> _Exercises to complete_
[a] Answer these questions using the forum thread below:
(i) What resolution is given for the new iPod's display?
(ii) What price is the 60GB version of the new iPod expected to sell for?
(iii) What version of iTunes does the thread report?
[b] List every distinct username that heads a post in the forum thread below.

# First news - "Frontrow"



## nxnw (Dec 22, 2002)

Mac remote control called FrontRow.

Definitely a movie thing coming up.


----------



## Bill Baroud (Jan 31, 2005)

Where did you see that?


----------



## nxnw (Dec 22, 2002)

2. Updated iMac w built in cam.


----------



## UnleashedLive (Aug 9, 2004)

http://www.engadget.com/

Along with a flatter iMac with built in iSight


----------



## nxnw (Dec 22, 2002)

Engadget.

New ipod that has "video capability", but not a video ipod. It's not the "one more thing".


----------



## andreww (Nov 20, 2002)

New iPod announced! The new iPod, as speculated, features video capabilities and the wider display, but it’s still a music-first device.
The device will feature a 2.5-inch display, QVGA resolution (320 x 240), and will MPEG-4 h.264 (natch), and presumably Quicktime.


----------



## Applelover (Mar 6, 2005)

Man, this is like xmas day all over again....all these goodies....I feel like im 5 all over again


----------



## andreww (Nov 20, 2002)

still more to come...


----------



## iMatt (Dec 3, 2004)

andreww said:


> New iPod announced! The new iPod, as speculated, features video capabilities and the wider display, but it’s still a music-first device.
> The device will feature a 2.5-inch display, QVGA resolution (320 x 240), and will MPEG-4 h.264 (natch), and presumably Quicktime.



Quick, somebody phone to make reservations for several thousand naysayers, 7:00 p.m. at Chez Crow.


----------



## andreww (Nov 20, 2002)

Check page 1 of the announcement post!


----------



## andreww (Nov 20, 2002)

The new iPod will be 30% thinner than the current 20GB iPod (making it 0.44-inches thick—say wha?), and will feature a 60GB version and editions of both in black. The 20GB should go for $299, and the 60GB for $399. They’ll be shipping next week.


----------



## BobbyFett (Jan 12, 2005)

It's really smart of them to play down the video capabilities of the iPod. I mean, naturally it will never function as good a movie player as it does a music player, so why hype it's capability as such? it's a music player that happens to be able to handle movies.


----------



## tedj (Sep 9, 2004)

itunes 6.0!!


----------



## andreww (Nov 20, 2002)

Stevie has iTunes 6.0 up there—only about a month after introducing iTunes 5.0.

Entries on locating named things:
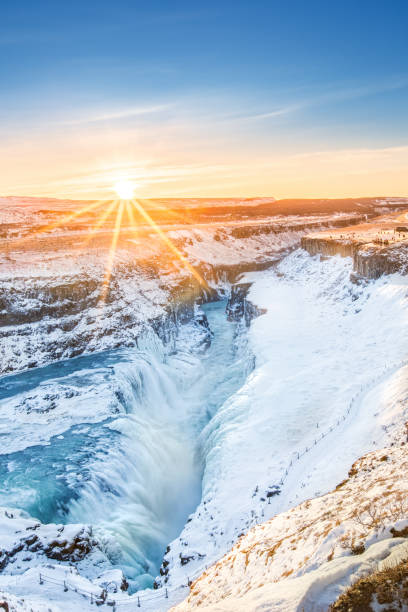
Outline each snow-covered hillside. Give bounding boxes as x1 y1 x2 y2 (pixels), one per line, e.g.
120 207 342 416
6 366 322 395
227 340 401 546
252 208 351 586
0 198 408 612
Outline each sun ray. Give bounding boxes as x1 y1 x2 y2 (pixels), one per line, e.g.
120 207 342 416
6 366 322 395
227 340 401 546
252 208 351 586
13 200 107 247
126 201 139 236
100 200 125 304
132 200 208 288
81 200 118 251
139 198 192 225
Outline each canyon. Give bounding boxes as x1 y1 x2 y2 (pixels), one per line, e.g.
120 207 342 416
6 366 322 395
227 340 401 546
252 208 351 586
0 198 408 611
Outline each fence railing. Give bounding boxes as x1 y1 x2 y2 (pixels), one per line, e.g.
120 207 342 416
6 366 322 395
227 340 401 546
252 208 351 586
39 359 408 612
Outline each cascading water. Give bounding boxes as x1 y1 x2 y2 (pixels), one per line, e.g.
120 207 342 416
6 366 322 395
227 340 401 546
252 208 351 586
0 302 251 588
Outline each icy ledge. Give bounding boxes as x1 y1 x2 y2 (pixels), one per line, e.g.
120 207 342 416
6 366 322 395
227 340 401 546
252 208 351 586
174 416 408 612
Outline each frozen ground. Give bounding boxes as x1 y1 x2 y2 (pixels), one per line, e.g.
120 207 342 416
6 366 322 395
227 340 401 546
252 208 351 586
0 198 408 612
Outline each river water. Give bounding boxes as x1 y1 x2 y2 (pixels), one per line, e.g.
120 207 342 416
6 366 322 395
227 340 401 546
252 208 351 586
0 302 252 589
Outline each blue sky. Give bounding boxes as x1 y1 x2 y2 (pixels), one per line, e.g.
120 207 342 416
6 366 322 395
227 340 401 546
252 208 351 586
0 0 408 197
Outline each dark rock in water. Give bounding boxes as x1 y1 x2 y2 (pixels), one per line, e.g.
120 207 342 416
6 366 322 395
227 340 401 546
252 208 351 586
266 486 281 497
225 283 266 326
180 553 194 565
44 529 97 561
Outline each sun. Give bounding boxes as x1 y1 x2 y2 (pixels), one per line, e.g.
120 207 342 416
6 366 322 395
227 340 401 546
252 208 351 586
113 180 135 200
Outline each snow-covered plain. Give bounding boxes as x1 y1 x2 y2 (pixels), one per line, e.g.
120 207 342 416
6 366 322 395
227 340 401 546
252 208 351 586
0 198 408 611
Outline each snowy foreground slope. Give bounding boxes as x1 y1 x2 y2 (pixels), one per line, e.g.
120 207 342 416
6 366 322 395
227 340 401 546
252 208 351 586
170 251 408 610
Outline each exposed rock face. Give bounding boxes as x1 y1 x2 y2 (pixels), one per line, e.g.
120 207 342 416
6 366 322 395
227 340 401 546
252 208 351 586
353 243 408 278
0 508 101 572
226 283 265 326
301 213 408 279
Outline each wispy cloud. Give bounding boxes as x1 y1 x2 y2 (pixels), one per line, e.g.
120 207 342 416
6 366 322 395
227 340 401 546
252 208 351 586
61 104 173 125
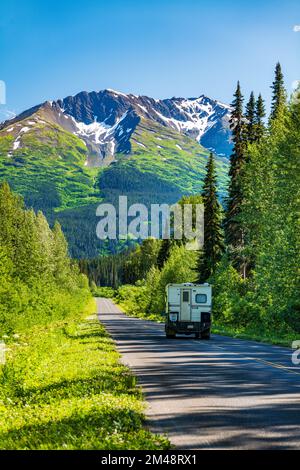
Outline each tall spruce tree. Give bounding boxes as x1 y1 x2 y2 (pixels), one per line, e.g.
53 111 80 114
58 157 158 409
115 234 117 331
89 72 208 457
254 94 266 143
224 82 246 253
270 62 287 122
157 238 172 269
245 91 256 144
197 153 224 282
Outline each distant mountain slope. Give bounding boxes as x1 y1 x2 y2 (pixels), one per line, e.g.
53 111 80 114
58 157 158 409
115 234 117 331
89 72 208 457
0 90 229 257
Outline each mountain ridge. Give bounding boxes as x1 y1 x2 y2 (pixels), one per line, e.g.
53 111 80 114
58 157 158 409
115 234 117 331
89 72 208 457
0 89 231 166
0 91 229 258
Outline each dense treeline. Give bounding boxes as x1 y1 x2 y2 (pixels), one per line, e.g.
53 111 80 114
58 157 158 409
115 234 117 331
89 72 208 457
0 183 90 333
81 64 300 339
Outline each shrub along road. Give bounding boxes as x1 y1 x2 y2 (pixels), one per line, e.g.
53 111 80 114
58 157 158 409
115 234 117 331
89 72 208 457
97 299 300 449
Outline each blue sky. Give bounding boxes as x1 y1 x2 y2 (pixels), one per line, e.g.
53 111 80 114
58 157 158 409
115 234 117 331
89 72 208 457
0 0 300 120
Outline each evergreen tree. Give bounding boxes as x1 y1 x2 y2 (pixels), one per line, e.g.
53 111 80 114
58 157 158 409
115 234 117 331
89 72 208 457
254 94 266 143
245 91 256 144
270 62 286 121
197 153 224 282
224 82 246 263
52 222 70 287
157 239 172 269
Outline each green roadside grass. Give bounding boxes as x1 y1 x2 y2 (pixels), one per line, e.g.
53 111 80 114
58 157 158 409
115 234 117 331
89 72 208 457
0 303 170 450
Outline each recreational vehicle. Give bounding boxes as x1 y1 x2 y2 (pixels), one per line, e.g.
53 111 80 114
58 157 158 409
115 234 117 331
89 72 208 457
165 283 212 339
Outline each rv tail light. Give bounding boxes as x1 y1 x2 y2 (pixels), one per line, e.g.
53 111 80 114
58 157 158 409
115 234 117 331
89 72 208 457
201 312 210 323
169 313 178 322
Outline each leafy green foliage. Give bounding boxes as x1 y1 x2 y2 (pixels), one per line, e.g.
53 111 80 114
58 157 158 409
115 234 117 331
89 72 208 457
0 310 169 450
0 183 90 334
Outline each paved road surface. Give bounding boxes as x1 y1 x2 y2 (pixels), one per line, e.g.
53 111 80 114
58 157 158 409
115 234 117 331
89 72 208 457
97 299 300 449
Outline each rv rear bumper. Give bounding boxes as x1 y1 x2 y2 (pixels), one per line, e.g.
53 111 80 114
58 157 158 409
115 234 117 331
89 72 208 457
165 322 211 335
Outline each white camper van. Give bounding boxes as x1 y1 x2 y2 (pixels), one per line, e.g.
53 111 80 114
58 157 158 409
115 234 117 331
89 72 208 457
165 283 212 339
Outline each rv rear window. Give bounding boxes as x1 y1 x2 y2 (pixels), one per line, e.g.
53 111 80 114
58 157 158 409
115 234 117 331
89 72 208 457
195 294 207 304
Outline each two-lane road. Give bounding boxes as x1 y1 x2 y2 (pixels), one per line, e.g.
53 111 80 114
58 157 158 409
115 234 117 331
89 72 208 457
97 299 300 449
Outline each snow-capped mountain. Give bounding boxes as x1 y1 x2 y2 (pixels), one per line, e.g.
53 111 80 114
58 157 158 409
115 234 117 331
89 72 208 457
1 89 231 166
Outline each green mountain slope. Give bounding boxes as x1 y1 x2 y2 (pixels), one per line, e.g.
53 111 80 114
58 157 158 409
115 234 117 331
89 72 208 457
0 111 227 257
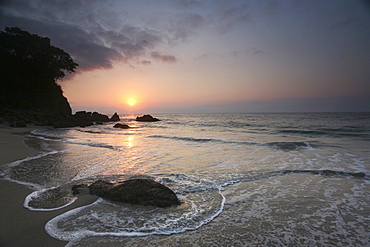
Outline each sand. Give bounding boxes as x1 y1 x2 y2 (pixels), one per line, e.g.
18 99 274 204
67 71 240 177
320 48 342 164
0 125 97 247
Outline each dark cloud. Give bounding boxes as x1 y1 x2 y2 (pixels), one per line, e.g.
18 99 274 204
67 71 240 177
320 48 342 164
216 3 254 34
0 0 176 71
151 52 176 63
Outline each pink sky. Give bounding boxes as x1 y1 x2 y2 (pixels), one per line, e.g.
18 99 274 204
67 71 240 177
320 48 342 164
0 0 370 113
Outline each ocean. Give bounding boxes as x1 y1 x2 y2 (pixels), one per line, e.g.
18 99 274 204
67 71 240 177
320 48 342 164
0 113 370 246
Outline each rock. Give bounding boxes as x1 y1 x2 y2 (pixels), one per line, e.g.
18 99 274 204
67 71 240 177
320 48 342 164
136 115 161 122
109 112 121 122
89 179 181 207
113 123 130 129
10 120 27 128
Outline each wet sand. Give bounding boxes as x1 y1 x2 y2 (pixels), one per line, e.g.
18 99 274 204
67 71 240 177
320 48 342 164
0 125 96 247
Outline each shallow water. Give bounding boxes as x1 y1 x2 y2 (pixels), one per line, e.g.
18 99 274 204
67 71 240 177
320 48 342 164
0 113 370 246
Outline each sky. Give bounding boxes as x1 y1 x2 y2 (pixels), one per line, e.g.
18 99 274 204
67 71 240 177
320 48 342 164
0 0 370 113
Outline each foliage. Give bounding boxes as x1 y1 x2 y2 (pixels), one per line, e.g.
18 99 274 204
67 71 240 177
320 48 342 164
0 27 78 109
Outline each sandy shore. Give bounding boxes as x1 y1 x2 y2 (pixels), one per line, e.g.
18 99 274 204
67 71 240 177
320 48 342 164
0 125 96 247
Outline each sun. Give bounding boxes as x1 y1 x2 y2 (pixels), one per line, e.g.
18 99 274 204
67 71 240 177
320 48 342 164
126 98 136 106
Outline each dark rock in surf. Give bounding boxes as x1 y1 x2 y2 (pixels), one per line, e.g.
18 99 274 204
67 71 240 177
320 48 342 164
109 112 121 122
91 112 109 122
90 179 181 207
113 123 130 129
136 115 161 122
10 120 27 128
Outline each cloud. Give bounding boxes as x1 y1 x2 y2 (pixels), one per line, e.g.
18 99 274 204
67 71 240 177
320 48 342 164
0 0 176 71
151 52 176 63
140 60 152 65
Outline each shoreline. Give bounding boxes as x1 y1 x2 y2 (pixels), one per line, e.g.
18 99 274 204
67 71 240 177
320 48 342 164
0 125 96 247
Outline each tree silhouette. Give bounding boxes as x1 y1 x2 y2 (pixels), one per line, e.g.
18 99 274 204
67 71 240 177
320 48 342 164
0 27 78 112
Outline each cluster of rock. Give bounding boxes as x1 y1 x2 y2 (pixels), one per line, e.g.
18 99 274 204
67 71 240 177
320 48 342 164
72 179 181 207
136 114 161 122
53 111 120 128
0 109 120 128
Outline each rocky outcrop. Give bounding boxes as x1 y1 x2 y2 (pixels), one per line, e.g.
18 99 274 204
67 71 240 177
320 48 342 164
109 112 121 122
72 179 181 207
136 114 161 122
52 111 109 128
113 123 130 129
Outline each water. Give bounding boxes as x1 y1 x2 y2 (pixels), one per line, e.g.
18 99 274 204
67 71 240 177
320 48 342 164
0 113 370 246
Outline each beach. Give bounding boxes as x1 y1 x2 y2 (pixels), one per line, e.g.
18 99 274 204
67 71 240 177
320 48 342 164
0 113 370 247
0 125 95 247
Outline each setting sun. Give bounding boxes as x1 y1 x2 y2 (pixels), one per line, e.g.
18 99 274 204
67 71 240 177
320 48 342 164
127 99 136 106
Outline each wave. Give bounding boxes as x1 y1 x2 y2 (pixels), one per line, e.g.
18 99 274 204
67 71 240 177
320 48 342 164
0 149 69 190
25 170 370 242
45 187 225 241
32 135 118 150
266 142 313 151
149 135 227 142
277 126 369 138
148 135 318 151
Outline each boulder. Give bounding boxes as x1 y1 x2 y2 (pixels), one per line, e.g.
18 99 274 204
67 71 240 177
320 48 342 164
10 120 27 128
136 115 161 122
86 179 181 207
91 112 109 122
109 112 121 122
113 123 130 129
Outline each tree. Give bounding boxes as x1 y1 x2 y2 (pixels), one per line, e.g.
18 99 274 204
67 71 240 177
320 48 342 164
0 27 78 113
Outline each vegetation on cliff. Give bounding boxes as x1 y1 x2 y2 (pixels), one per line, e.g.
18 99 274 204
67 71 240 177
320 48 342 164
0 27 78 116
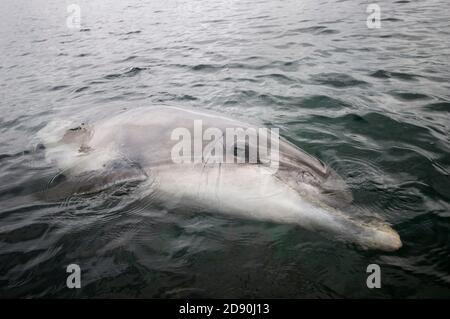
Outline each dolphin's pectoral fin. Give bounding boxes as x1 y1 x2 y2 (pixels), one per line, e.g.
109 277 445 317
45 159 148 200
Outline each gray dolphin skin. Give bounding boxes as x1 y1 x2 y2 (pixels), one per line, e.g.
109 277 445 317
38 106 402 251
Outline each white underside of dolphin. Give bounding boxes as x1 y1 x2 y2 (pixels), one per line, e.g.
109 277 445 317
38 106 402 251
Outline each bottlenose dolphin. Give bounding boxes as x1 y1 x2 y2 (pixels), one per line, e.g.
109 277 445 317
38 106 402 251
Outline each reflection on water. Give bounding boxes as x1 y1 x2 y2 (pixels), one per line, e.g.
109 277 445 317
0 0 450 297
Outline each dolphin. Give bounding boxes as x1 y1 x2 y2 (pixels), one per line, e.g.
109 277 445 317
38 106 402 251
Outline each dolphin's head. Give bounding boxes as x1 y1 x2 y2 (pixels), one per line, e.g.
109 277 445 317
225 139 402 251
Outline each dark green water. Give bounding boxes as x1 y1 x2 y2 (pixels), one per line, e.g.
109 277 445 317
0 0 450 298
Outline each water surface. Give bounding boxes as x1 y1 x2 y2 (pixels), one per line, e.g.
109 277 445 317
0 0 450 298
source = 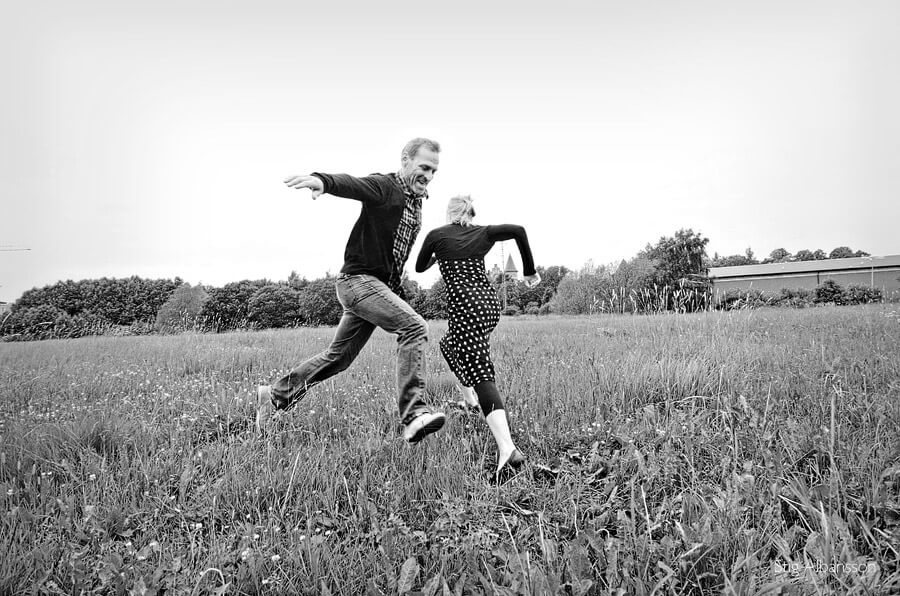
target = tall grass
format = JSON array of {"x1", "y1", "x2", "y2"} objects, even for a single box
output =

> _Answers to the exercises_
[a]
(i) QVGA resolution (320 x 240)
(ii) $399
(iii) iTunes 6.0

[b]
nxnw
Bill Baroud
UnleashedLive
andreww
Applelover
iMatt
BobbyFett
tedj